** GIVEN TASK **
Rewrite the lines below, swapping "landscaping rock" for "garden stone" and leaving every other word as it is.

** start INFORMATION SHOWN **

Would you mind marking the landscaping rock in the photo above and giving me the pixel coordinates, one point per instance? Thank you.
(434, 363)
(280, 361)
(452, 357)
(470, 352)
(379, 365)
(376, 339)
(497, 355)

** end INFORMATION SHOWN **

** EXERCISE ANSWER **
Would you mind marking the garden stone in the photo above and giving me the pixel coordinates, one point per instance? Thank you.
(434, 363)
(280, 361)
(452, 357)
(470, 352)
(379, 365)
(376, 339)
(497, 355)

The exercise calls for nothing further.